:: Given task ::
Print every one of the lines below word for word, changing nothing.

:: Dataset rows ::
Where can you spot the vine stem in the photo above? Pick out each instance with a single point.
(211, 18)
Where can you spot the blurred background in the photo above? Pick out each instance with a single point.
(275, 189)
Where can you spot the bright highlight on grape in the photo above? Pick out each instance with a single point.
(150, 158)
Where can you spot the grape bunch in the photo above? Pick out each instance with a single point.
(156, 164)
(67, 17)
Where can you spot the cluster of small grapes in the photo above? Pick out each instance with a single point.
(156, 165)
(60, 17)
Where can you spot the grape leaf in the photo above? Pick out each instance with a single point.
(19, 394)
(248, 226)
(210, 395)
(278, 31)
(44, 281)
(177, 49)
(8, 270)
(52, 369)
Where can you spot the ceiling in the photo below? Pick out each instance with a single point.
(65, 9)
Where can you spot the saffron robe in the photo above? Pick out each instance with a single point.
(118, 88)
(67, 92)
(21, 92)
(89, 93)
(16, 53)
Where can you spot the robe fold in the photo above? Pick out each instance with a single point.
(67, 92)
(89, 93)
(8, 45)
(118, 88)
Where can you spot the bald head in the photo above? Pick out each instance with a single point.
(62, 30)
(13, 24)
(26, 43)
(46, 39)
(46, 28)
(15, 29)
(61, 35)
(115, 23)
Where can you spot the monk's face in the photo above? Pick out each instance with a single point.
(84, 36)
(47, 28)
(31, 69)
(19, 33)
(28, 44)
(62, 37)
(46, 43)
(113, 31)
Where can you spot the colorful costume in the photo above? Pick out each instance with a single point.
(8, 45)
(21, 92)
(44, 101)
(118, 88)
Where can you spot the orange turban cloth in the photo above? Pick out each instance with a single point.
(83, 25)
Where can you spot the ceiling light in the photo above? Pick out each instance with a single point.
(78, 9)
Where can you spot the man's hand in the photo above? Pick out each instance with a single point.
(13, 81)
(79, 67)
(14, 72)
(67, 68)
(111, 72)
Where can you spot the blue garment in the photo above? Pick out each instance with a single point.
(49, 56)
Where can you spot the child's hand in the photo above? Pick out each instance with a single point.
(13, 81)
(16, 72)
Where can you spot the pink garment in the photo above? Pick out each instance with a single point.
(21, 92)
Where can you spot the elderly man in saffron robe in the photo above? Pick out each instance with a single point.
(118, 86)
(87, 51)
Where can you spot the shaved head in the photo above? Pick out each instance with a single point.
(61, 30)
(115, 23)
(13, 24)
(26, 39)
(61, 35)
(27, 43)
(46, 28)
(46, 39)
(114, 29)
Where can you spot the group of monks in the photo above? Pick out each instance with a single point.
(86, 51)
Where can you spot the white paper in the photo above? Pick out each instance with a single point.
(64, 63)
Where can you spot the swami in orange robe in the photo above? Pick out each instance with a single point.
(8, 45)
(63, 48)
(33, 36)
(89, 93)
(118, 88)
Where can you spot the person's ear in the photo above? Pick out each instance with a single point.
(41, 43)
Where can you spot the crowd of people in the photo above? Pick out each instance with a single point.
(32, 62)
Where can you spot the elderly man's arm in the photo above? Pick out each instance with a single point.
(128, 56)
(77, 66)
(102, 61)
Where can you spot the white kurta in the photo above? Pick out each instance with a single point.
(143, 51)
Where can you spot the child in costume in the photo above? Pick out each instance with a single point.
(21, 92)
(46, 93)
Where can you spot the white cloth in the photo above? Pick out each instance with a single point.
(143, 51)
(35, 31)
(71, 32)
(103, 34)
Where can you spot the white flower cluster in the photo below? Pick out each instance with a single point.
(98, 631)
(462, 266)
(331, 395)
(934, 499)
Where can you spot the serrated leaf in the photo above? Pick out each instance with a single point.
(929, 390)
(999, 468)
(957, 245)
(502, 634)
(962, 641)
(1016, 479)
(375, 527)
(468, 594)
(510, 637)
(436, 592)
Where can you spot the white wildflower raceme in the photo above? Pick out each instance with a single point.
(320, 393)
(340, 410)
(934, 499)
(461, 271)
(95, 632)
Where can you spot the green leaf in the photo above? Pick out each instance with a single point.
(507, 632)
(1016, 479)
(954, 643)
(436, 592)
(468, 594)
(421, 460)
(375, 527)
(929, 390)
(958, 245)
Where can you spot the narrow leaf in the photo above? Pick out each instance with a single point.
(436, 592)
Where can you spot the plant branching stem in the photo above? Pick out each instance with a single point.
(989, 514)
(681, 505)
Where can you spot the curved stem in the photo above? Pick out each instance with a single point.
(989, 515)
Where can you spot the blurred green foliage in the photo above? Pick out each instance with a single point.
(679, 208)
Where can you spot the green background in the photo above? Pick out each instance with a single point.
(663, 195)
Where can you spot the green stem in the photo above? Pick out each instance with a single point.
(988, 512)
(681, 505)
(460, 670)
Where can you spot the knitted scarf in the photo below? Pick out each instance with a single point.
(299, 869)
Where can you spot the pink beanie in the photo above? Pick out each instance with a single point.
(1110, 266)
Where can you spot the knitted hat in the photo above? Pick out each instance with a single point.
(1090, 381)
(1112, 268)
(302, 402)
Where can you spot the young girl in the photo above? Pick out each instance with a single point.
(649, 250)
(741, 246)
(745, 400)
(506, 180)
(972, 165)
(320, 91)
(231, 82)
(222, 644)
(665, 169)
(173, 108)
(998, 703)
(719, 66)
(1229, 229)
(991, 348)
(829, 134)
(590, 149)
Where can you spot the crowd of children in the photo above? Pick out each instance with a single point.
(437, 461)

:: Task solution ::
Where can you spot the vine stem in the photo above? Pick out each instance with a single point.
(211, 18)
Where can you spot the blurred background in the photo above? Pick out each instance with a single point.
(275, 189)
Where can you spot the bright highlight on grape in the photo above? Pick out each instance with a single point.
(150, 158)
Where can you spot the grape bunch in the photo above? Pick out each instance with a single point.
(156, 164)
(67, 17)
Where can you spot the cluster of small grapes in the photo above? Pick out each instance with a single point.
(156, 165)
(60, 17)
Where can you spot the grape leaf in the photo above? Pick out each instance with a single point.
(19, 394)
(248, 226)
(210, 395)
(278, 31)
(44, 281)
(177, 49)
(8, 270)
(52, 369)
Where can you spot the ceiling in the photo below? Pick out each instance with a single point.
(65, 9)
Where can you spot the saffron robe in the photo above? Pick out each instance with a single point.
(118, 88)
(67, 92)
(21, 92)
(89, 93)
(16, 53)
Where can you spot the robe fold in the photo above? Pick out each instance with a single point.
(67, 92)
(89, 93)
(8, 45)
(118, 88)
Where can you spot the bald head in the photo above? Pick out each instance with a single point.
(62, 30)
(13, 24)
(26, 43)
(46, 39)
(46, 28)
(15, 29)
(61, 35)
(115, 23)
Where can you spot the monk's face in the photo above? Pick out each instance with a single point.
(84, 36)
(47, 28)
(31, 69)
(19, 33)
(28, 44)
(62, 37)
(46, 43)
(113, 31)
Where can you spot the colorful costume in the photo above? Pick out each instance with a single point.
(8, 45)
(21, 92)
(44, 101)
(118, 88)
Where can you spot the orange turban cloth in the photo above? Pick out each instance with a single point.
(83, 25)
Where can you spot the ceiling light in the photo above? Pick out each instance with a single point.
(78, 9)
Where can you spot the man's hand in the photo above? Pick out each instance with a single point.
(13, 81)
(79, 67)
(14, 72)
(67, 68)
(111, 72)
Where can you spot the blue garment in the photo above? Pick out each instance with a single point.
(49, 56)
Where can you spot the child's hand in the photo above? Pick out each instance with a single point.
(13, 81)
(16, 72)
Where can you spot the pink garment in the photo above? Pick out each instance with a single point.
(21, 92)
Where can you spot the elderly man in saffron robe in the photo above? Pick out each instance with a single point.
(118, 86)
(87, 51)
Where can you spot the shaved head in the photo above? Pick out each instance with a single point.
(61, 30)
(115, 23)
(13, 24)
(26, 39)
(61, 35)
(27, 43)
(46, 28)
(46, 39)
(114, 29)
Where can you spot the group of monks in the photo above? Pick out each instance with a single point.
(86, 51)
Where can you spot the white paper in the photo above? Pick out each instance with a single point.
(64, 63)
Where can you spot the swami in orange robe in the photo above? Pick out each instance with a single point.
(8, 45)
(63, 48)
(33, 36)
(89, 93)
(118, 88)
Where can you spot the person's ear in the photo above? Pick out each instance with a single point.
(41, 43)
Where can you spot the crowd of people in the photo above? Pick out each instance with a single point.
(32, 62)
Where can you spot the elderly man's arm in the photo above? Pick out each instance with a single point.
(128, 56)
(77, 66)
(102, 61)
Where can you spot the white kurta in the photo above? Pick out each instance with a single point.
(143, 51)
Where can you spot the child in costume in the photo above? Pick out each instance with a single point.
(21, 92)
(46, 93)
Where can you spot the white cloth in the photo above? Pick out each instance with a single point.
(143, 51)
(35, 31)
(71, 32)
(103, 34)
Where can you spot the white flower cluster in the photo below? Pick out each instance with a single point.
(98, 631)
(462, 266)
(331, 395)
(934, 499)
Where can you spot the serrated leaf in the photo above? Pick out each instance with a single point.
(929, 390)
(999, 468)
(957, 245)
(502, 634)
(962, 641)
(1016, 479)
(375, 527)
(468, 594)
(510, 637)
(436, 592)
Where can you spot the white wildflower raceme in the photo above? Pick out each instance with a single point.
(320, 393)
(340, 410)
(934, 499)
(461, 271)
(95, 632)
Where can you spot the green leaf in the photo above? Pick out each instance with a single point.
(507, 632)
(1016, 479)
(954, 643)
(436, 592)
(468, 594)
(421, 460)
(375, 527)
(929, 390)
(958, 245)
Where can you spot the narrow leaf in the photo above? Pick out each instance with a single point.
(436, 592)
Where can you spot the plant branching stem in the photo above? Pick out each instance with a single point.
(989, 514)
(681, 505)
Where can you spot the curved stem in the photo above? Pick out each instance with a single point.
(989, 515)
Where can you spot the blurred green foliage in the photo above? Pick out each instance with a single point.
(679, 208)
Where can you spot the green background in the photo above? Pick out each instance with a single point.
(663, 195)
Where can you spot the green stem in the photo above? Pick out each instance with a single point.
(988, 512)
(681, 505)
(460, 670)
Where can you spot the knitted scarf in the photo below? Pick out each instance with a single point.
(299, 869)
Where can you spot the pink beanie in the photo above? Pick out each instance with a single point.
(1110, 266)
Where can you spot the knitted hat in the photo above? Pick out each instance with a single point.
(1090, 381)
(1112, 268)
(302, 402)
Where can you spot the young girl in the photo above? Pick out each instance with a single point.
(649, 250)
(741, 246)
(745, 400)
(506, 180)
(972, 165)
(320, 91)
(231, 82)
(222, 644)
(665, 169)
(173, 108)
(998, 703)
(719, 66)
(1229, 229)
(991, 348)
(829, 134)
(590, 149)
Where can you spot the crowd of children in the photo above? Pick out each instance with a single point.
(437, 461)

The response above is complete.